=== Exercise ===
Will you set down the lines below word for word, leaving the pictures out of your answer?

┄┄┄┄┄┄┄┄┄┄┄┄┄┄┄┄┄┄┄┄

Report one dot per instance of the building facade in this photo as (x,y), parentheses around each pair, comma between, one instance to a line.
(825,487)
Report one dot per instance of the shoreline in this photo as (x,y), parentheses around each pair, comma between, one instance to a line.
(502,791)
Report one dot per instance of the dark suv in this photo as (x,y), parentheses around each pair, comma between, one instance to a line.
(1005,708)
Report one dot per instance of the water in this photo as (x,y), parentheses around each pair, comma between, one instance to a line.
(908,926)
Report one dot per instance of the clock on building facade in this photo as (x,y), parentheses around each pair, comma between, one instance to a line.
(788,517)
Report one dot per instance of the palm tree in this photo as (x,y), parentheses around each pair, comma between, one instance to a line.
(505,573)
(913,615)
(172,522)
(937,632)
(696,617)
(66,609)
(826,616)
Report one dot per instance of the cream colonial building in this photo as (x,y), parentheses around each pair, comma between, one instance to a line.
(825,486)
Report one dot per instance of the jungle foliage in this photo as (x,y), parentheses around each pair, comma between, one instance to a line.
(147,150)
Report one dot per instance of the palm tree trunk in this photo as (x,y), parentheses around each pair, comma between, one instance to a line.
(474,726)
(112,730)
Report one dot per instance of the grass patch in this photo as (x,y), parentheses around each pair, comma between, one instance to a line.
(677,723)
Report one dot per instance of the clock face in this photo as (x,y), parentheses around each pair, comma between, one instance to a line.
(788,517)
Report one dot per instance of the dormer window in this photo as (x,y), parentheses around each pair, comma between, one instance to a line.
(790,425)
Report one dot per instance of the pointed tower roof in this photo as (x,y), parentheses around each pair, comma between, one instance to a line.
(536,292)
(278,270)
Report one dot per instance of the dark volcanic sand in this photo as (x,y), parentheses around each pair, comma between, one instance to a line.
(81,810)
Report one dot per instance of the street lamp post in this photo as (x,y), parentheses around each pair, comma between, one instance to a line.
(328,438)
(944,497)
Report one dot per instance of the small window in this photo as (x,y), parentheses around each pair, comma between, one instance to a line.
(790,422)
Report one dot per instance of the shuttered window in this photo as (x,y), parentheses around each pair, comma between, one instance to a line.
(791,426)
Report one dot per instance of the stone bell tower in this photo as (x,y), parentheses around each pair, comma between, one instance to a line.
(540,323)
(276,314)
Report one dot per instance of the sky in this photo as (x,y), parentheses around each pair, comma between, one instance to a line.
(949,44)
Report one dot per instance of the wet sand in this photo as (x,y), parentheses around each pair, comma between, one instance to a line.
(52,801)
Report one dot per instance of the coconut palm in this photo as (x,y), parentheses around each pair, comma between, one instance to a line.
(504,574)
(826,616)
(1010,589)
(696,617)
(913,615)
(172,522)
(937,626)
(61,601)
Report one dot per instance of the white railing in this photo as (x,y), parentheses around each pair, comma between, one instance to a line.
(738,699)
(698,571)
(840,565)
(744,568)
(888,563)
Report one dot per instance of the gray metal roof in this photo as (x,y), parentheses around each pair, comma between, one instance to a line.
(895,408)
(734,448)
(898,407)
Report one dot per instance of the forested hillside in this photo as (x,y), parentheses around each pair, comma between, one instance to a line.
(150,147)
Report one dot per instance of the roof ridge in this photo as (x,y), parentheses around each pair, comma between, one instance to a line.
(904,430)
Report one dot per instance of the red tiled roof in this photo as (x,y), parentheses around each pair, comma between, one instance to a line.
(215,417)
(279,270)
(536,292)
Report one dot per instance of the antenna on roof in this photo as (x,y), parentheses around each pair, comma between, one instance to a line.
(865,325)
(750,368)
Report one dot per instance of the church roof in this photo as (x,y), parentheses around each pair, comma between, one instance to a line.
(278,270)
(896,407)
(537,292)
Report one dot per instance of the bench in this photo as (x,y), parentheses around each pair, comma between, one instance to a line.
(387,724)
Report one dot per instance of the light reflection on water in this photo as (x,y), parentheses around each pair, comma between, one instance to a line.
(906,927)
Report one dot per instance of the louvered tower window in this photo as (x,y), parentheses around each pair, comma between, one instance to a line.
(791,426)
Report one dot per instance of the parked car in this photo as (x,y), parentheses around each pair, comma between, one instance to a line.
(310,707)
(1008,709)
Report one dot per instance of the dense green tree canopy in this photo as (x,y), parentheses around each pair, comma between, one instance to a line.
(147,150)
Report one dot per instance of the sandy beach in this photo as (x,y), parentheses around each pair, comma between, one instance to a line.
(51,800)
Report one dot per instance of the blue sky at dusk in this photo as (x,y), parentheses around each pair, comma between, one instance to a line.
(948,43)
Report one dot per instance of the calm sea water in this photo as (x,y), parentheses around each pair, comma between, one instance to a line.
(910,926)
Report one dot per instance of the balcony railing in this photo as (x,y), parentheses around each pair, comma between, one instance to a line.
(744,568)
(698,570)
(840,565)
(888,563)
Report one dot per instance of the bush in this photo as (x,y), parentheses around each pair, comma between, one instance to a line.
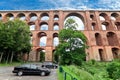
(113,70)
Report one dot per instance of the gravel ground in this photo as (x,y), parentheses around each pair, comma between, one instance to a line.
(6,74)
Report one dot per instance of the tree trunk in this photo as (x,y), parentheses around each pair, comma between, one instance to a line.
(1,56)
(7,57)
(11,57)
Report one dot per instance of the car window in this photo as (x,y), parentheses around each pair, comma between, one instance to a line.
(33,66)
(26,65)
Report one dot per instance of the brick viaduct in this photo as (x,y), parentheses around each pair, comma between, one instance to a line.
(102,29)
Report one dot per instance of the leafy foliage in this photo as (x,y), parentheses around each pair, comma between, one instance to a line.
(113,70)
(72,44)
(14,39)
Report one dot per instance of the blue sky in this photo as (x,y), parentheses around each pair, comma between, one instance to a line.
(59,4)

┄┄┄┄┄┄┄┄┄┄┄┄┄┄┄┄┄┄┄┄

=== The answer ===
Report one dot per instance of the building facade in this photo as (x,y), parentheses around each pair, comma between, one instance to a line.
(825,487)
Report one dot per instance of the shoreline in this photo as (x,y), parentheses around each pair, comma between, one instance to a line.
(502,791)
Report one dot per instance of the dark suv in this photo as (x,y), parentheses around each pair, comma between, one instance to a line.
(1005,708)
Report one dot per instance of the water in this photo as (x,y), parentheses around each pair, comma between, one instance to a line.
(908,926)
Report one dot per instance of the clock on building facade in this photo as (x,y), parentheses around each pair, comma between, one instance to a line.
(788,517)
Report one dot per instance of the palm tree in this photo as (x,y), parentheses around each pair, comma between, one instance to a line.
(505,573)
(913,615)
(172,522)
(937,632)
(696,617)
(66,609)
(826,616)
Report one dot per instance of the cream colonial building in this photo as (x,y), parentheses around each pair, comma between, one instance to a line.
(825,486)
Report one dot per instance of the jungle foliage in this photo as (x,y), parentheses around each pair, comma between, one instance to a line.
(147,150)
Report one dot per instance of the palm tree trunk in this photo as (x,y), parentheses around each pair, comma between, one instance to a line.
(474,726)
(112,730)
Report one dot per instance of the grass patch in this photo as (x,y), parentheses around each pair, comma between, one instance to a line.
(677,723)
Report one dot per instance of the clock face in this photo as (x,y), parentheses around each pair, comma between, one instance to a line.
(788,517)
Report one dot per instance of the dormer window in this photo as (x,y), parentheses around each pair, comma between, one instance to a line.
(790,425)
Report one dot per instance of the pointed tower roof in this photo as (x,y), parentheses around each pair, comma between, one instance to a line.
(536,292)
(278,270)
Report one dot per instance of the dark volcanic sand in this photo as (x,y), parentheses around each pair, comma between, one instance to a line.
(81,810)
Report one dot per instance of the street lamp post in this photo as (x,y), parentheses around each pair, comma between, one instance to a line.
(328,438)
(944,497)
Report one dot per instance of the small window in this photo as (x,y), parentheses around each pair, comma between, one instance to a line.
(790,422)
Report one dot per instance of the shuttered window in this photo as (x,y), parentheses around each pair, comma between, one instance to a line.
(791,426)
Report one dot per instance of the stone bell tower in this photo as (x,y), parentheses around each pair, comma between, one instance to a line.
(540,323)
(276,314)
Report one dot per instance of the sky in this photo as (x,y), parentheses around each pair, comma between, one instance to a line.
(949,44)
Report one dot per instance of the wet sand in this photo as (x,y), parentheses around each pair, comma between, one instance to a line.
(52,801)
Report one dot per instance of the coconut palm in this photo as (x,y), parentheses around each pair, comma between, one instance to a line.
(504,574)
(826,616)
(1010,589)
(696,617)
(913,615)
(172,522)
(937,626)
(61,601)
Report one dot per instance of the white railing in this photo as (x,y), parentheses around each pair, comma between, one instance to a line.
(738,699)
(698,571)
(840,565)
(744,568)
(888,563)
Report one dot per instance of the gray metal roof in this photo as (x,y), parentheses around each pair, comma between, one instance to a line.
(895,408)
(734,448)
(898,407)
Report one dot per instance of the forested hillside in this photo as (x,y), parentheses around each pair, comma between, one instance to a line.
(150,147)
Report one dot per instance of the roof ridge in this photo as (x,y), parentheses around each pair, comma between, one instance to a line.
(904,430)
Report one dot per instance of the red tiled roof in this photo as (x,y), parentheses around each pair, comma between, one instance to a line.
(215,417)
(279,270)
(536,292)
Report one dot per instance of the antenna on roof in this photo as (x,y), parentheses around each pair, comma between, one instance to a line.
(865,325)
(750,368)
Report one dot per instance of the church roof in this photo as (x,y), parentheses around each pair, comma between, one instance to a line.
(278,270)
(896,407)
(537,292)
Report one dot per instance of the bench in this photo as (x,y), parentheses around each pair, comma between, one instance to a line.
(387,724)
Report one dot per instance of the light reflection on water in this photo as (x,y), parentheses around each pair, comma between, one instance to a line.
(906,927)
Report one dot per instance of the louvered tower window in this photo as (x,y), parentheses around each pair, comma between, one instance to a line.
(791,426)
Report one dot per instance of the parked car in this photo as (x,y), parentheses around each pair, comma between, one instance to a line.
(310,707)
(1008,709)
Report one dot per instance of the dense green tree canopy in this photo as (x,y), parentheses around each pair, comma between, one instance to a line.
(147,150)
Report one dot per instance of the sandy beach in this photo as (x,y), parentheses around each pair, comma between, one instance to a line.
(51,800)
Report one dot per instance of the blue sky at dusk in this photo as (x,y), parentheses around each pair, comma between, one instance to a line.
(948,43)
Report one dot per instance of the calm sea water in this photo as (x,y), parentheses around each pair, comma between, one instance to a line.
(910,926)
Report one dot per instance of the balcony railing in this photo as (x,y), parentheses around each pair, comma between, one instance to a line.
(744,568)
(698,570)
(840,565)
(888,563)
Report one dot per instance of the bush in this photo as (x,y), parentheses around each pair, comma between, one instance to a line.
(113,70)
Report one dot per instance of the gravel ground in this photo as (x,y), parentheses around each pair, comma between, one instance to a line.
(6,74)
Report one dot per instance of the tree trunk in this photo as (x,y), parentheses around each pair, comma between, one instance to a line.
(1,56)
(7,57)
(11,57)
Report one dot per instance of the car window in this photo as (x,y), parentheses around each pair, comma between, one instance to a line.
(33,66)
(26,65)
Report one dot per instance of the brick viaduct in this photo as (x,y), parentheses around each pair, comma between, one instance to a line.
(102,29)
Report one dot per instance of the leafy foliage in this photo as (x,y), parentheses around each pair, comma between, one instance to a line.
(113,70)
(72,44)
(14,39)
Report one dot per instance of the blue sky in this photo as (x,y), parentheses around each pair, comma between, one instance to a line.
(59,4)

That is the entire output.